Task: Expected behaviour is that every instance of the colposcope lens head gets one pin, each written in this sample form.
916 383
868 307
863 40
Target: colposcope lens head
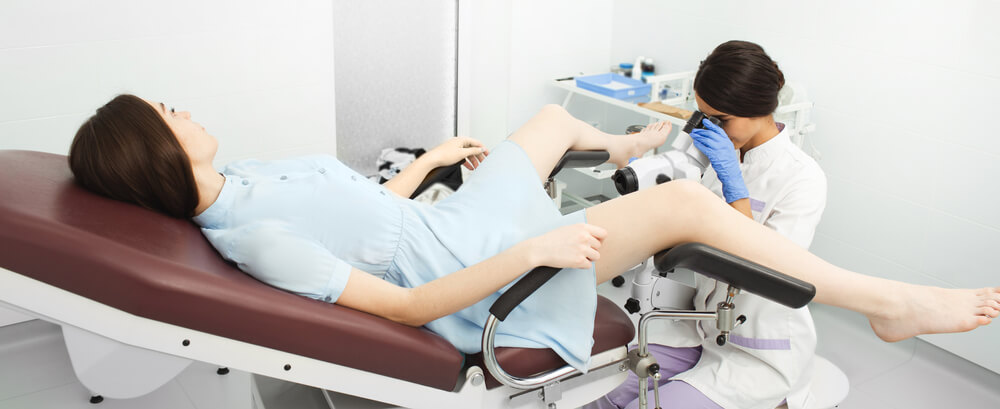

Work required>
Print each record exactly as it stands, leaving the images out.

Response to the exercise>
Task: Expected behaviour is that every instance of the colposcope lens head gets one pin, each written in this sample form.
916 383
868 307
863 40
Target: colposcope lens head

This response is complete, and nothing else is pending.